(Source text)
*** Begin section ***

As an example of how the different stakeholder’s objectives conflict, observe the example in figure 2. If the platform tries to assign nearest drivers to passengers (Case A) by minimizing pickup distance, the drivers will earn less than when it tries to maximize revenue (Case B). While maximising driver earnings may improve driver satisfaction, this would come at the cost of longer waiting time for passengers. This approach, however, does not guarantee similar performance in the long run since each matching decision is made myopically, focusing on short-term gains rather than considering the broader implications for all stakeholders involved.  

Figure 2: Optimal matching solutions with different objectives

Motivated by this class of problems, Lyu et al. explore these trade-offs in detail in their paper “Multi-Objective Stochastic Optimization: A Case of Real-Time Matching in Ride-Sourcing Markets”. The authors firstly observe that complex tradeoffs in operational setting can be handled efficiently by setting targets for each of the objectives. Targets are commonly used in operational settings wherein the expected achievement is not instantaneous results, but the performance over a period of time—for instance, daily earnings of drivers, average wait times over numerous trips etc.  

However, even with a known target, seeking it in a dynamic environment is a non-trivial task with complications arising when the target is stretched and not achievable on all fronts. To handle this, the authors explore the concept of target-based optimal solution as illustrated in Figure 3. In this framework, we assume that there are two objectives to be maximized, with the shaded area characterizing the attainable region. In scenario (a), if the pre-determined multi-objective target is deemed unattainable, the target-based optimal solution achieves the point that is closest to the unattainable target. In scenario (b), if the pre-determined target is deemed attainable, the target-based optimal solution achieves the target itself.

*** End section ***

(Supplied material)
*** Begin section ***

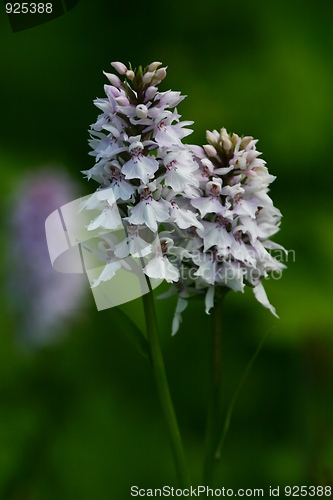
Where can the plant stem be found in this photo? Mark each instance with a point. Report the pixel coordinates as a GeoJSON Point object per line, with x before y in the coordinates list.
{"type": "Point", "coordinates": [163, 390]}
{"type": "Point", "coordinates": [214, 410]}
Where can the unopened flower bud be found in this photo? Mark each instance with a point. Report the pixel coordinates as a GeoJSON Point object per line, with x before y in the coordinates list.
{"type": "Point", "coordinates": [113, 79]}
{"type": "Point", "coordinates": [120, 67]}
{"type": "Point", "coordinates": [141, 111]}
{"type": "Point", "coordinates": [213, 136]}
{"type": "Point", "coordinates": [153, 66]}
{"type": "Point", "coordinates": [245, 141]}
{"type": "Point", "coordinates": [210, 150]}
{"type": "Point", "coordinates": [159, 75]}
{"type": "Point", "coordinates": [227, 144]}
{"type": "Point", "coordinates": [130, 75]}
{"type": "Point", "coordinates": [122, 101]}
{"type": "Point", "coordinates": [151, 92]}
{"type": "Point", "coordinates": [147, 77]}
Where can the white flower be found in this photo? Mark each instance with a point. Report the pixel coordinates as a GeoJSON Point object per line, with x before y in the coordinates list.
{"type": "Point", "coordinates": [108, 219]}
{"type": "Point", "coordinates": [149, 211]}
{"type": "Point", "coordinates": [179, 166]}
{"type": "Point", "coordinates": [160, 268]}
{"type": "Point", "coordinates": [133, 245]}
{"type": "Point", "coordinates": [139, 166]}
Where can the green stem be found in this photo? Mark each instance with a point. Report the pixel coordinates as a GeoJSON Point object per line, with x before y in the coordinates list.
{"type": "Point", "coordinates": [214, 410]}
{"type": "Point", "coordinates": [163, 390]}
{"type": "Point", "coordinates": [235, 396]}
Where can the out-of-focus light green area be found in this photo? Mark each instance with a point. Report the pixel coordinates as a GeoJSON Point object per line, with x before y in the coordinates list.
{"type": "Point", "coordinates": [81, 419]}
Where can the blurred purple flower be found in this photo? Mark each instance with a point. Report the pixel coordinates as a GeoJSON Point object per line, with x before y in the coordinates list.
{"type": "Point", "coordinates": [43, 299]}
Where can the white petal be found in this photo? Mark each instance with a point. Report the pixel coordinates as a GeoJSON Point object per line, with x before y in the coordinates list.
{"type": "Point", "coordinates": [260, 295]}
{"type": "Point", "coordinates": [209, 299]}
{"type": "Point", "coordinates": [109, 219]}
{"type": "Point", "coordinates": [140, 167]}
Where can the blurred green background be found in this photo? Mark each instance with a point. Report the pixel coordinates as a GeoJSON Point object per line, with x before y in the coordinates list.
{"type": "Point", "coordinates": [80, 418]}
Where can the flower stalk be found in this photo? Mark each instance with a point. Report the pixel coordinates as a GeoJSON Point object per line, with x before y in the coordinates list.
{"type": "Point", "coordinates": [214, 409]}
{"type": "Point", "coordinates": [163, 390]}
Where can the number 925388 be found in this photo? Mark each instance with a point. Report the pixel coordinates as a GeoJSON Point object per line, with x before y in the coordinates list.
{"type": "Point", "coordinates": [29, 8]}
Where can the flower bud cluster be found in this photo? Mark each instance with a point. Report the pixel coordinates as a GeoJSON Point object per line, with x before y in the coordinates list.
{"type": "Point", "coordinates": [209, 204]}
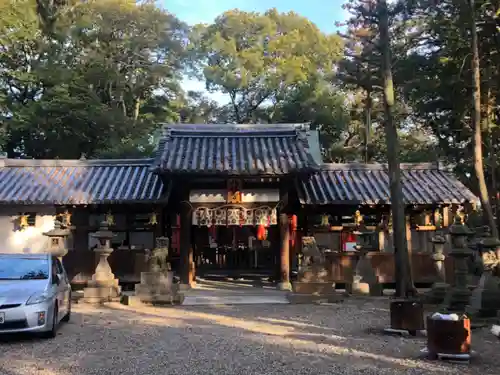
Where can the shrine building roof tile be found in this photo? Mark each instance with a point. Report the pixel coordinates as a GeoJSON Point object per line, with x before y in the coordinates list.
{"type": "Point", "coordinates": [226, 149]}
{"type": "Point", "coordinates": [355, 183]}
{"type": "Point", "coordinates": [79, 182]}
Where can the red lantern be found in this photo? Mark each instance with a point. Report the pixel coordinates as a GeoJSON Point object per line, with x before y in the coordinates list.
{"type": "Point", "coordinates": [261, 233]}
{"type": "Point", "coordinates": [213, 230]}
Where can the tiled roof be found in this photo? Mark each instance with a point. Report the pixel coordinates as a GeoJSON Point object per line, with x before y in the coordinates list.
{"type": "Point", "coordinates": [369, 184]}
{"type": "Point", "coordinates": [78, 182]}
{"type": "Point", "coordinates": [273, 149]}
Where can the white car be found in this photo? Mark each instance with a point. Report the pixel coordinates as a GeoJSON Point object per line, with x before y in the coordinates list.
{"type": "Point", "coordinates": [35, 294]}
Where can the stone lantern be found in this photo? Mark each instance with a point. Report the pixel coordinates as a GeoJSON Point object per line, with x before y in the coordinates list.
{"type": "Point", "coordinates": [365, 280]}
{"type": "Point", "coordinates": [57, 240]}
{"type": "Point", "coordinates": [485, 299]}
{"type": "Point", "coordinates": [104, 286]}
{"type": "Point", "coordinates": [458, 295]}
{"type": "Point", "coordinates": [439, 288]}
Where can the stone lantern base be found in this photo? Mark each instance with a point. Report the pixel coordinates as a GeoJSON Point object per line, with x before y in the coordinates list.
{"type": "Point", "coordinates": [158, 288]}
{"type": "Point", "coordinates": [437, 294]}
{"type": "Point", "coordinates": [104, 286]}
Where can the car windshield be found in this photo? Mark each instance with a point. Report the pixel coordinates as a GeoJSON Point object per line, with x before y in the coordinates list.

*** End section ***

(Using the information)
- A) From the ride-sourcing text, put this sentence into Spanish: "In scenario (b), if the pre-determined target is deemed attainable, the target-based optimal solution achieves the target itself."
- B) Reproduce everything in the ride-sourcing text from "As an example" down to "all stakeholders involved.".

(Answer set)
- A) En el escenario (b), si la meta predeterminada se considera alcanzable, la solución óptima basada en metas alcanza la propia meta.

- B)
As an example of how the different stakeholder’s objectives conflict, observe the example in figure 2. If the platform tries to assign nearest drivers to passengers (Case A) by minimizing pickup distance, the drivers will earn less than when it tries to maximize revenue (Case B). While maximising driver earnings may improve driver satisfaction, this would come at the cost of longer waiting time for passengers. This approach, however, does not guarantee similar performance in the long run since each matching decision is made myopically, focusing on short-term gains rather than considering the broader implications for all stakeholders involved.